- Exercise description: Reproduce each of the records below word for word, keeping every line as it appears.
### Raw data ###
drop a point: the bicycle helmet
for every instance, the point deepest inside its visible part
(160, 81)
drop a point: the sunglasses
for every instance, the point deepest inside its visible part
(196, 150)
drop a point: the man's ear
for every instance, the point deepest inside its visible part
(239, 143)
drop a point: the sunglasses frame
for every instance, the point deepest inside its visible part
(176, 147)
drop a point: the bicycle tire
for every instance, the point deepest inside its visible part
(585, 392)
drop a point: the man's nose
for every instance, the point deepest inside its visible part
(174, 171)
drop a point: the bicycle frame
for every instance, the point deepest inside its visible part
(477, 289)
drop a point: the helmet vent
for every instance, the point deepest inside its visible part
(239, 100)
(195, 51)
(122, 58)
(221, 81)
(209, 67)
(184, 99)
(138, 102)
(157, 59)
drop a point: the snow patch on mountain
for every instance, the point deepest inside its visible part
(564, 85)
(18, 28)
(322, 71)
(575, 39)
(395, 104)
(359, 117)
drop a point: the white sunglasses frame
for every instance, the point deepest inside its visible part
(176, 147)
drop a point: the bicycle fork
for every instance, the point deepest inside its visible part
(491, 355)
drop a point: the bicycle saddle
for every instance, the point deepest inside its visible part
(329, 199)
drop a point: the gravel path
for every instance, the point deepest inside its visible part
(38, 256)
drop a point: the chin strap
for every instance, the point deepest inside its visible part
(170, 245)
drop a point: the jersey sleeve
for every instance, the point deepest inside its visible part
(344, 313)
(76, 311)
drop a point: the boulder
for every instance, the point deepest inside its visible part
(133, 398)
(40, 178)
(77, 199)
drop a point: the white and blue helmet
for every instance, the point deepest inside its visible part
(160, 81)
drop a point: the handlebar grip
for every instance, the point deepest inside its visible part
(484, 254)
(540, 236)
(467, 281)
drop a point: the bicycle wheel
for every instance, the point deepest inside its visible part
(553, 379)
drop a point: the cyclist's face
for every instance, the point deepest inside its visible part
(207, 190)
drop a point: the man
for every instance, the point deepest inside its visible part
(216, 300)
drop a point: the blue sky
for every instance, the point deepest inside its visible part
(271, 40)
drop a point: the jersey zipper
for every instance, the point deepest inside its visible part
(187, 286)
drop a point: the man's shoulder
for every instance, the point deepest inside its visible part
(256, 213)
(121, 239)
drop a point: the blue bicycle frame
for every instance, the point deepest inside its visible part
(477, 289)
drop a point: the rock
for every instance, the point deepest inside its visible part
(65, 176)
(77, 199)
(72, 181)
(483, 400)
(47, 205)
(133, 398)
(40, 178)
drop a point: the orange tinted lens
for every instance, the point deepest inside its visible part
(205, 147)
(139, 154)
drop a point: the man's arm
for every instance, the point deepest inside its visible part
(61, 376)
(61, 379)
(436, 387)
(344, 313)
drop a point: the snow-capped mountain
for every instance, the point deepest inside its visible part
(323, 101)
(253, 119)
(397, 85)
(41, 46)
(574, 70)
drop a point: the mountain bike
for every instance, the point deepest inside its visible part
###
- Output below:
drop a point: the bicycle helmet
for every instance, the point deepest inside its visible part
(160, 81)
drop a point: the sunglasses
for every instance, the point deepest inside its visible part
(196, 150)
drop a point: the man's ear
for every instance, the point deepest inside its visible part
(239, 143)
drop a point: the sunglasses frame
for every instance, the point deepest inside its visible part
(176, 147)
drop a point: the bicycle tire
for every instance, the point deepest inside its visible part
(585, 392)
drop a point: the man's nose
for every instance, the point deepest inside its visible part
(174, 171)
drop a point: the bicycle frame
for every instance, the point deepest inside its visible part
(477, 289)
drop a point: the helmet vent
for every instance, the point deepest inside its visible part
(239, 100)
(195, 51)
(122, 58)
(221, 81)
(209, 67)
(184, 99)
(138, 102)
(157, 59)
drop a point: the snow patch on mountain
for every instance, the point deepest inside its visible part
(564, 85)
(18, 28)
(322, 71)
(575, 39)
(395, 104)
(359, 117)
drop a point: the white sunglasses frame
for every instance, the point deepest inside its visible part
(176, 147)
drop a point: the bicycle fork
for every instance, the point deepest inside its visible part
(491, 355)
drop a point: the bicycle saddle
for every instance, the point deepest inside its visible part
(329, 199)
drop a point: the gravel path
for every instance, the point deepest inside its visible part
(38, 256)
drop a point: the chin strap
for every instance, the point deepest inside its visible part
(170, 245)
drop a point: the jersey sleeve
for every instance, the point deepest inside its visible part
(344, 313)
(76, 311)
drop a point: the boulder
for every instance, the point deepest inside its visible part
(133, 398)
(40, 178)
(77, 199)
drop a point: the white and blue helmet
for every instance, the point deepest inside its visible part
(160, 81)
drop a point: the handlebar grip
for every instance, the point deepest inside its visible part
(484, 254)
(540, 236)
(467, 281)
drop a point: the bicycle wheel
for every instance, the point deepest inside its visible part
(553, 379)
drop a point: the cyclist's face
for every instance, the point deepest inside its visible part
(207, 190)
drop a point: the man
for every instance, the point deepest inside its visible part
(216, 300)
drop a point: the blue sky
for every instance, the point deepest inside its visible part
(271, 40)
drop a point: the jersey zipper
for every instance, the point deepest inside its visible part
(187, 286)
drop a point: the man's shoulder
for every instance, the point deepest inside its visible part
(256, 213)
(121, 239)
drop a point: the blue bicycle frame
for every instance, the point deepest inside its visible part
(477, 289)
drop a point: the rock
for every instance, the point deepest inside its visible part
(65, 176)
(77, 199)
(72, 181)
(483, 400)
(47, 205)
(133, 398)
(40, 178)
drop a point: the orange tinted lens
for every instance, the point deepest inside its visible part
(205, 147)
(139, 154)
drop a point: the man's arm
for every instance, the point deepest inside its visible part
(61, 376)
(61, 379)
(436, 387)
(344, 313)
drop a point: the snow-capped mountain
for every instance, the point deepest inside its visible part
(323, 101)
(253, 119)
(397, 85)
(41, 46)
(574, 70)
drop a point: the mountain bike
for every instance, the point deepest inside its visible part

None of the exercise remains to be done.